:: Goal of the exercise ::
Please repeat the data exactly, leaving nothing out.

Referring expression pointing data
:::::

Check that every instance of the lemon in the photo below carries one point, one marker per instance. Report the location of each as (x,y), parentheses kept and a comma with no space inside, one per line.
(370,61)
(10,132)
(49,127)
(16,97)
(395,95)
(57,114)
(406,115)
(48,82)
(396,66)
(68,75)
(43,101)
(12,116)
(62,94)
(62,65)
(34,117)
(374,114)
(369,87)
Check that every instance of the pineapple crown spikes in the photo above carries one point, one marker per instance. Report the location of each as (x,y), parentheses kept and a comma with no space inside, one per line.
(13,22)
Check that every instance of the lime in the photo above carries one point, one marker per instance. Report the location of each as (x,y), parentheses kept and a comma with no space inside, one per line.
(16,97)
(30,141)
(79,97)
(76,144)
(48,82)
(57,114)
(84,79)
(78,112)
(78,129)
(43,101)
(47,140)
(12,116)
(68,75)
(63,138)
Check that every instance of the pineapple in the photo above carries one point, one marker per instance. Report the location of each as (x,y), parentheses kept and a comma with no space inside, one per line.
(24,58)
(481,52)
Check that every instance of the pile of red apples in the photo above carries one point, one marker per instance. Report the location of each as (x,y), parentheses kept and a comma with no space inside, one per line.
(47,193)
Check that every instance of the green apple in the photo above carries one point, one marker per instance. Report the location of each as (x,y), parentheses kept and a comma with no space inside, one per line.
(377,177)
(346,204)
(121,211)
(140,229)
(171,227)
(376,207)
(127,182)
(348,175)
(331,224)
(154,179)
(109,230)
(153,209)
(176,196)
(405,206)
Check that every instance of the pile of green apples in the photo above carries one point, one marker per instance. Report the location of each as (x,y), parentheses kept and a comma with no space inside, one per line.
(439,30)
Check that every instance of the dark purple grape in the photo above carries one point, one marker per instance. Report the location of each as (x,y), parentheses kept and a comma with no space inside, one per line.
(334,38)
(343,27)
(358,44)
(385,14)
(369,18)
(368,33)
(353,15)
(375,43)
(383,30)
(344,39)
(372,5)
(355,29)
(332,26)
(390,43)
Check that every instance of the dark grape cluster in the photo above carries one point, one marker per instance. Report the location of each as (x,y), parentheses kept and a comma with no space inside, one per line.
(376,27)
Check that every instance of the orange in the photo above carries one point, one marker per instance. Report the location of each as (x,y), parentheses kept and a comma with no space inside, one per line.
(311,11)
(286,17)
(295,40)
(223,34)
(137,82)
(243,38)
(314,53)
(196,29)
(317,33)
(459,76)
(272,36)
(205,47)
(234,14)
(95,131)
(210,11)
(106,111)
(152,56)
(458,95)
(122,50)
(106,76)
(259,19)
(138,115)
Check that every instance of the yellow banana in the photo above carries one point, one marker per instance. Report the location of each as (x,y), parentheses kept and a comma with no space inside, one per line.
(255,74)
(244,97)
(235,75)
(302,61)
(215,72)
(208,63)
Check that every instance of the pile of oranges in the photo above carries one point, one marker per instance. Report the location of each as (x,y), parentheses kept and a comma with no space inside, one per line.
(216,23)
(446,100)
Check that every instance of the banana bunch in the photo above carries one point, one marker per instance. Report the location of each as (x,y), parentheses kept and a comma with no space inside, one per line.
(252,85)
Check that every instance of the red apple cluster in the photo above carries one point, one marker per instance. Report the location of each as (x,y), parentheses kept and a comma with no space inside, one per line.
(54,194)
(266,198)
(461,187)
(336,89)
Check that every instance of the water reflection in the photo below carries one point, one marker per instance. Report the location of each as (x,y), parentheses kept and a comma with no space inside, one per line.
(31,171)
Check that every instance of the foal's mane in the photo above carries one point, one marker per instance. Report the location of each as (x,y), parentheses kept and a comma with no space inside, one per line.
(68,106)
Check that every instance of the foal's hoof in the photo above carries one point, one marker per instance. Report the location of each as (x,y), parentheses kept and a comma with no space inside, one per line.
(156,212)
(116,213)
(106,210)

:::::

:: Answer section ::
Check that every instance of the lemon in the photo below carries one point, one marker per instance. Report the location of each as (x,y), parentheses kept and a comma with no space inside, one per line.
(370,61)
(10,132)
(49,127)
(16,97)
(395,95)
(57,114)
(406,115)
(48,82)
(396,66)
(68,75)
(43,101)
(12,116)
(62,94)
(62,65)
(34,117)
(374,114)
(369,87)
Check that every instance of the pineapple crown spikes in the photo above carries one point, one marker per instance. Report the location of each as (x,y), parentheses kept and a comma with no space inside, one per line.
(13,22)
Check that every instance of the lime in the photo above carries one point, one marker per instance. Report the location of each as (x,y), parentheses kept and a comma with no space inside, one per line.
(16,97)
(30,141)
(79,97)
(76,144)
(48,82)
(57,114)
(84,79)
(78,112)
(78,129)
(43,101)
(47,140)
(12,116)
(68,75)
(63,138)
Check that every instance of the pineapple in the photo above carries one point, one marker per instance. Report the location of each as (x,y), parentheses kept and a comma with no space inside, one per line.
(24,58)
(481,52)
Check that every instance of the pile of red apples in the photo above carries one point, one marker per instance. Report the location of each as (x,y), parentheses kept and a comma with no space inside, one per line.
(47,193)
Check that every instance of the green apple in the photo above carries one point, one marker per instance. Report the location of each as (x,y), parentheses kept and a comma with no space inside, one per line.
(377,177)
(346,204)
(121,211)
(140,229)
(171,227)
(376,207)
(127,182)
(348,175)
(331,224)
(154,179)
(109,230)
(153,209)
(176,196)
(405,206)
Check that every instance of the pile of green apples in the photo above carries one point, one marker per instance. Report the location of each as (x,y), parentheses kept and a comma with no space inside, one per line.
(439,30)
Check that every instance of the dark purple grape in the photo above carries one point, one marker per instance. Report the location of each as (x,y), parentheses kept and a comma with no space inside, one per line.
(334,38)
(343,27)
(358,44)
(385,14)
(369,18)
(368,33)
(353,15)
(375,43)
(383,30)
(344,39)
(372,5)
(355,29)
(332,26)
(390,43)
Check that every instance of the dark grape cluster in the photo above carries one point, one marker per instance. Report the location of each as (x,y), parentheses kept and a comma with no space inside, one per line.
(376,27)
Check that every instance of the orange in the photo above carries one point, one marker per instance. Report the location of each as (x,y), parentheses kept and a comma with no space inside, one per line.
(311,11)
(286,17)
(295,40)
(223,34)
(137,82)
(243,38)
(314,53)
(196,29)
(317,33)
(459,76)
(272,36)
(205,47)
(234,14)
(95,131)
(210,11)
(106,111)
(152,56)
(458,95)
(122,50)
(106,76)
(259,19)
(138,115)
Check that every instance of the yellow banana in the photo above carries one point, one marker per instance. Report the location of each as (x,y), parentheses kept and a comma with no space inside, one per line.
(255,74)
(244,97)
(235,75)
(302,61)
(215,72)
(208,63)
Check that every instance of the pile of oranges in the photo above carries one point, one marker per instance. Report the location of each as (x,y), parentheses kept and a comma with no space inside, one per line.
(216,23)
(446,100)
Check that every instance of the banana bunch in the photo above carries one point, one marker per instance. Report the location of each as (x,y), parentheses kept and a comma with no space inside, one per line.
(252,85)
Check that every instance of the red apple cluster in the photo above carries one point, one marker per instance. Report the location of each as (x,y), parentheses kept and a comma with no space inside, one per line.
(54,194)
(266,198)
(461,187)
(336,89)
Check that every instance of the water reflection in the photo below carries one point, one marker per instance. Report the location of each as (x,y), parentheses kept and a comma with no space inside, one per line.
(31,171)
Check that every instance of the foal's mane in the photo above carries one point, one marker per instance. Report the location of each as (x,y), parentheses kept and a comma with no space inside, one per line.
(68,106)
Check that every instance of the foal's hoof in the photo above carries one point, one marker per instance. Report the location of each as (x,y), parentheses kept and a comma with no space inside, one per line.
(156,212)
(116,213)
(106,210)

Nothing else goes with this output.